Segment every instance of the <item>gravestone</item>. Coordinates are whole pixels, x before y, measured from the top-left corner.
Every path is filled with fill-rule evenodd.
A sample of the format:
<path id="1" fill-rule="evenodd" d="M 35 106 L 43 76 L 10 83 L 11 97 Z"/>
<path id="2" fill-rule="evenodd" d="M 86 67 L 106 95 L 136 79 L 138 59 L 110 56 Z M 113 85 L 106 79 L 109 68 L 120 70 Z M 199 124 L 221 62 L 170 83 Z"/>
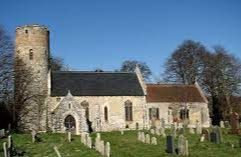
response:
<path id="1" fill-rule="evenodd" d="M 218 127 L 218 126 L 216 126 L 216 128 L 214 128 L 214 129 L 215 129 L 215 132 L 216 132 L 217 135 L 218 135 L 218 141 L 219 141 L 220 143 L 222 143 L 222 142 L 223 142 L 222 129 L 221 129 L 220 127 Z"/>
<path id="2" fill-rule="evenodd" d="M 225 126 L 224 126 L 224 121 L 220 121 L 220 127 L 221 127 L 221 128 L 225 128 Z"/>
<path id="3" fill-rule="evenodd" d="M 216 132 L 210 133 L 210 141 L 219 144 L 218 134 Z"/>
<path id="4" fill-rule="evenodd" d="M 163 127 L 160 128 L 160 134 L 161 136 L 166 137 L 165 128 Z"/>
<path id="5" fill-rule="evenodd" d="M 124 131 L 123 130 L 121 130 L 121 135 L 124 135 Z"/>
<path id="6" fill-rule="evenodd" d="M 174 154 L 175 153 L 175 147 L 174 147 L 174 138 L 173 136 L 168 135 L 166 138 L 166 152 Z"/>
<path id="7" fill-rule="evenodd" d="M 190 134 L 194 134 L 194 133 L 195 133 L 195 132 L 194 132 L 194 129 L 193 129 L 192 127 L 189 128 L 189 133 L 190 133 Z"/>
<path id="8" fill-rule="evenodd" d="M 80 137 L 81 137 L 81 143 L 85 144 L 86 143 L 86 141 L 85 141 L 85 139 L 86 139 L 85 138 L 85 132 L 82 132 Z"/>
<path id="9" fill-rule="evenodd" d="M 156 137 L 152 137 L 152 138 L 151 138 L 151 144 L 157 145 L 157 139 L 156 139 Z"/>
<path id="10" fill-rule="evenodd" d="M 205 140 L 210 141 L 210 133 L 208 129 L 202 129 L 202 135 L 204 135 Z"/>
<path id="11" fill-rule="evenodd" d="M 8 157 L 7 143 L 6 142 L 3 142 L 3 153 L 4 153 L 4 157 Z"/>
<path id="12" fill-rule="evenodd" d="M 88 138 L 90 137 L 89 133 L 85 134 L 85 145 L 88 146 Z"/>
<path id="13" fill-rule="evenodd" d="M 146 134 L 145 143 L 150 144 L 150 135 Z"/>
<path id="14" fill-rule="evenodd" d="M 100 150 L 99 151 L 100 151 L 101 155 L 103 155 L 103 156 L 105 155 L 105 143 L 103 140 L 100 141 Z"/>
<path id="15" fill-rule="evenodd" d="M 110 142 L 106 142 L 105 144 L 105 156 L 110 157 Z"/>
<path id="16" fill-rule="evenodd" d="M 138 133 L 137 133 L 137 140 L 141 141 L 141 132 L 140 131 L 138 131 Z"/>
<path id="17" fill-rule="evenodd" d="M 0 138 L 5 137 L 5 129 L 0 130 Z"/>
<path id="18" fill-rule="evenodd" d="M 90 136 L 87 136 L 87 147 L 92 148 L 92 139 Z"/>
<path id="19" fill-rule="evenodd" d="M 230 117 L 231 123 L 231 133 L 232 134 L 240 134 L 240 126 L 239 126 L 239 115 L 236 112 L 233 112 Z"/>
<path id="20" fill-rule="evenodd" d="M 201 124 L 197 121 L 196 122 L 196 134 L 201 134 L 202 133 L 202 126 Z"/>
<path id="21" fill-rule="evenodd" d="M 97 133 L 97 136 L 95 138 L 95 149 L 99 152 L 100 151 L 100 134 Z"/>
<path id="22" fill-rule="evenodd" d="M 150 132 L 151 132 L 151 134 L 153 134 L 153 135 L 155 134 L 154 129 L 151 129 Z"/>
<path id="23" fill-rule="evenodd" d="M 183 135 L 178 137 L 178 155 L 188 155 L 188 143 Z"/>
<path id="24" fill-rule="evenodd" d="M 141 133 L 141 140 L 142 140 L 143 143 L 145 143 L 146 136 L 145 136 L 144 132 Z"/>
<path id="25" fill-rule="evenodd" d="M 32 130 L 31 135 L 32 135 L 32 143 L 34 143 L 35 142 L 35 137 L 36 137 L 36 131 Z"/>
<path id="26" fill-rule="evenodd" d="M 205 135 L 202 134 L 202 136 L 200 137 L 200 142 L 204 142 L 204 140 L 205 140 Z"/>
<path id="27" fill-rule="evenodd" d="M 68 141 L 71 142 L 71 132 L 68 131 Z"/>
<path id="28" fill-rule="evenodd" d="M 155 129 L 155 134 L 158 135 L 158 136 L 160 136 L 160 129 L 156 128 L 156 129 Z"/>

TASK TO COMPLETE: The expected answer is the listing above, duplicated exactly, with its pictures removed.

OUTPUT BELOW:
Segment every instance of the <item>gravestone</item>. Coordinates are whole pixels, x before y, measured from the top-left corner.
Every path is filled with fill-rule evenodd.
A sample of the format:
<path id="1" fill-rule="evenodd" d="M 35 106 L 43 76 L 10 83 L 11 97 Z"/>
<path id="2" fill-rule="evenodd" d="M 86 67 L 106 95 L 136 79 L 138 59 L 110 56 Z M 113 85 L 106 79 L 109 68 L 120 70 Z M 199 124 L 221 62 L 170 83 Z"/>
response:
<path id="1" fill-rule="evenodd" d="M 218 127 L 218 126 L 216 126 L 216 128 L 214 128 L 214 129 L 215 129 L 215 132 L 216 132 L 217 135 L 218 135 L 218 141 L 219 141 L 220 143 L 222 143 L 222 142 L 223 142 L 222 129 L 221 129 L 220 127 Z"/>
<path id="2" fill-rule="evenodd" d="M 225 126 L 224 126 L 224 121 L 220 121 L 220 127 L 221 127 L 221 128 L 225 128 Z"/>
<path id="3" fill-rule="evenodd" d="M 216 132 L 210 133 L 210 141 L 219 144 L 218 134 Z"/>
<path id="4" fill-rule="evenodd" d="M 163 127 L 160 128 L 160 134 L 161 136 L 166 137 L 165 128 Z"/>
<path id="5" fill-rule="evenodd" d="M 124 131 L 123 130 L 121 130 L 121 135 L 124 135 Z"/>
<path id="6" fill-rule="evenodd" d="M 174 154 L 175 153 L 175 147 L 174 147 L 174 138 L 173 136 L 168 135 L 166 138 L 166 152 Z"/>
<path id="7" fill-rule="evenodd" d="M 190 134 L 194 134 L 194 133 L 195 133 L 195 132 L 194 132 L 194 129 L 193 129 L 192 127 L 189 128 L 189 133 L 190 133 Z"/>
<path id="8" fill-rule="evenodd" d="M 80 137 L 81 137 L 81 143 L 85 144 L 86 143 L 86 141 L 85 141 L 85 139 L 86 139 L 85 138 L 85 132 L 82 132 Z"/>
<path id="9" fill-rule="evenodd" d="M 156 137 L 152 137 L 152 138 L 151 138 L 151 144 L 157 145 L 157 139 L 156 139 Z"/>
<path id="10" fill-rule="evenodd" d="M 205 140 L 210 141 L 210 133 L 208 129 L 202 129 L 202 135 L 204 135 Z"/>
<path id="11" fill-rule="evenodd" d="M 8 157 L 7 143 L 6 142 L 3 142 L 3 153 L 4 153 L 4 157 Z"/>
<path id="12" fill-rule="evenodd" d="M 88 138 L 90 137 L 89 133 L 85 134 L 85 145 L 88 146 Z"/>
<path id="13" fill-rule="evenodd" d="M 146 134 L 145 143 L 150 144 L 150 135 Z"/>
<path id="14" fill-rule="evenodd" d="M 100 150 L 99 151 L 100 151 L 101 155 L 103 155 L 103 156 L 105 155 L 105 143 L 103 140 L 100 141 Z"/>
<path id="15" fill-rule="evenodd" d="M 110 142 L 106 142 L 105 144 L 105 156 L 110 157 Z"/>
<path id="16" fill-rule="evenodd" d="M 138 133 L 137 133 L 137 140 L 141 141 L 141 132 L 140 131 L 138 131 Z"/>
<path id="17" fill-rule="evenodd" d="M 0 138 L 5 137 L 5 129 L 0 130 Z"/>
<path id="18" fill-rule="evenodd" d="M 90 136 L 87 136 L 87 147 L 92 148 L 92 139 Z"/>
<path id="19" fill-rule="evenodd" d="M 230 117 L 231 123 L 231 133 L 232 134 L 240 134 L 240 126 L 239 126 L 239 115 L 236 112 L 233 112 Z"/>
<path id="20" fill-rule="evenodd" d="M 201 124 L 197 121 L 196 122 L 196 134 L 201 134 L 202 133 L 202 126 Z"/>
<path id="21" fill-rule="evenodd" d="M 97 133 L 97 136 L 95 138 L 95 149 L 99 152 L 100 151 L 100 134 Z"/>
<path id="22" fill-rule="evenodd" d="M 150 132 L 151 132 L 151 134 L 153 134 L 153 135 L 155 134 L 154 129 L 151 129 Z"/>
<path id="23" fill-rule="evenodd" d="M 183 135 L 178 137 L 178 155 L 188 155 L 188 143 Z"/>
<path id="24" fill-rule="evenodd" d="M 141 133 L 141 140 L 142 140 L 143 143 L 145 143 L 146 136 L 145 136 L 144 132 Z"/>
<path id="25" fill-rule="evenodd" d="M 32 130 L 31 135 L 32 135 L 32 143 L 34 143 L 35 142 L 35 137 L 36 137 L 36 131 Z"/>
<path id="26" fill-rule="evenodd" d="M 205 135 L 202 134 L 202 136 L 200 137 L 200 142 L 204 142 L 204 140 L 205 140 Z"/>
<path id="27" fill-rule="evenodd" d="M 68 141 L 71 142 L 71 132 L 68 131 Z"/>
<path id="28" fill-rule="evenodd" d="M 155 129 L 155 134 L 158 135 L 158 136 L 160 136 L 160 129 L 156 128 L 156 129 Z"/>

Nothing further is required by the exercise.